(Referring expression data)

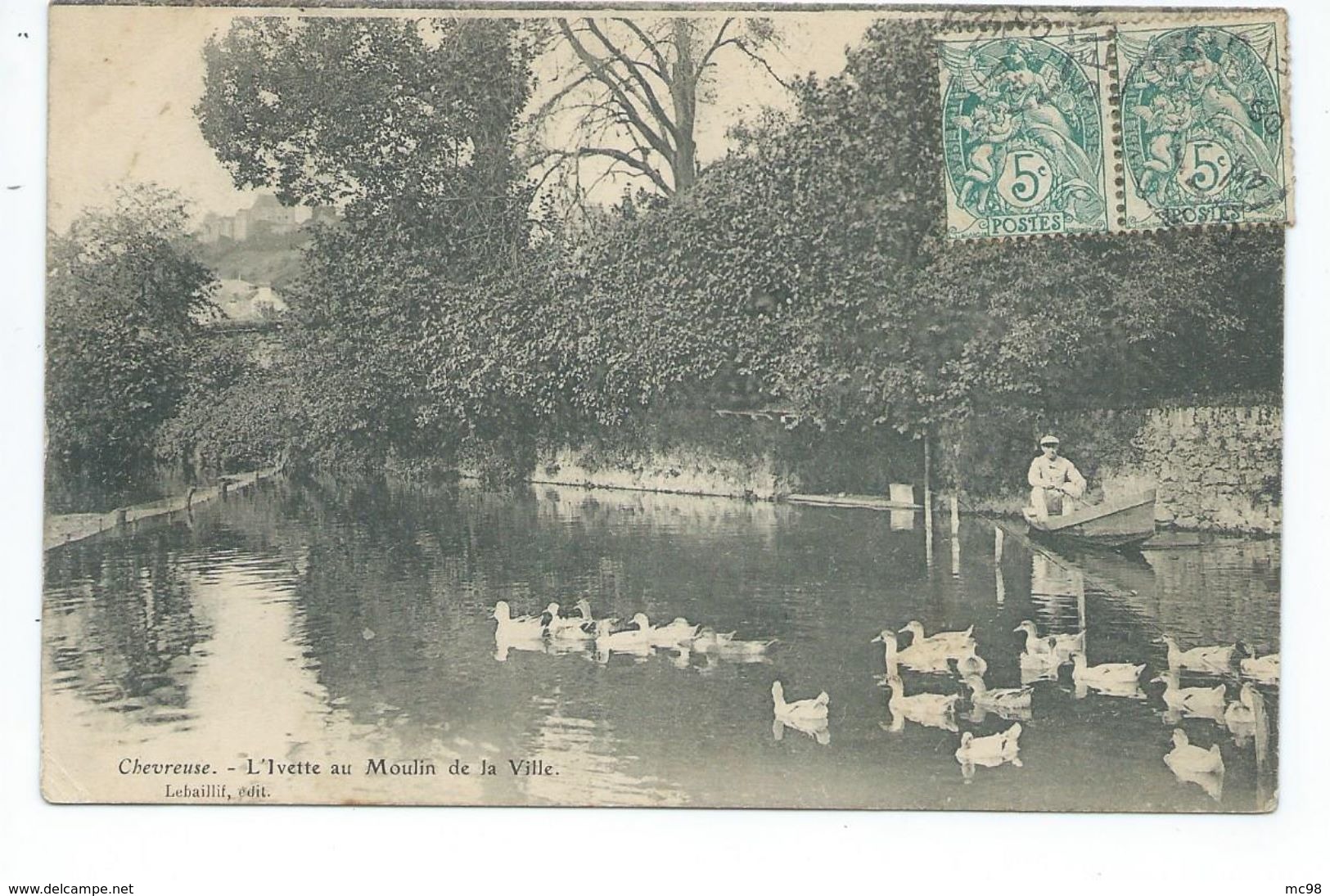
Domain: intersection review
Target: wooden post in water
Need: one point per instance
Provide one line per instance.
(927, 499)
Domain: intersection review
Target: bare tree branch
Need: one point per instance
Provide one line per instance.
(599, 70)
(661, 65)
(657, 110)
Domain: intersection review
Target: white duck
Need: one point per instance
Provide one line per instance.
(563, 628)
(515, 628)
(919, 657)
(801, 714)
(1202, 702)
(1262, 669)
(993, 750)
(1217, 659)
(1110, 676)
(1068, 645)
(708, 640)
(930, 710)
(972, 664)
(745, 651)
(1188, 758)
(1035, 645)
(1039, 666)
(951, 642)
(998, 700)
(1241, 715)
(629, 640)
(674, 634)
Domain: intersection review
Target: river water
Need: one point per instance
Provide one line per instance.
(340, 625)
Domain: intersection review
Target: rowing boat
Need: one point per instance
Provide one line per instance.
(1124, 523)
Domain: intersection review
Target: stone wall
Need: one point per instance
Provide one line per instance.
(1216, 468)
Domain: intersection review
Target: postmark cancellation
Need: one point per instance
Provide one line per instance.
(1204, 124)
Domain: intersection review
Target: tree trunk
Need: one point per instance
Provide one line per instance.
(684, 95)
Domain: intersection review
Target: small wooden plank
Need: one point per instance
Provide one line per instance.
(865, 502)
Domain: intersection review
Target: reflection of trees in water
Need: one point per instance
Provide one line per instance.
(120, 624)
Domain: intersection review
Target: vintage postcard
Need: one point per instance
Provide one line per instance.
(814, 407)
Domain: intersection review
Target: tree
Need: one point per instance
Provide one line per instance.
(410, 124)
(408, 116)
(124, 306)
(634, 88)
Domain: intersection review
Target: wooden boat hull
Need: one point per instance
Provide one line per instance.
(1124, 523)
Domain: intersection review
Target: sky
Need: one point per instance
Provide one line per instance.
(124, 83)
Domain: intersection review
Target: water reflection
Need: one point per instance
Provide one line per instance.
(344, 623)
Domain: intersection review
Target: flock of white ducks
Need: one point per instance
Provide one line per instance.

What you should do:
Please go through each line of the data and count those that contain the string "reflection"; give that number alone.

Exercise answer:
2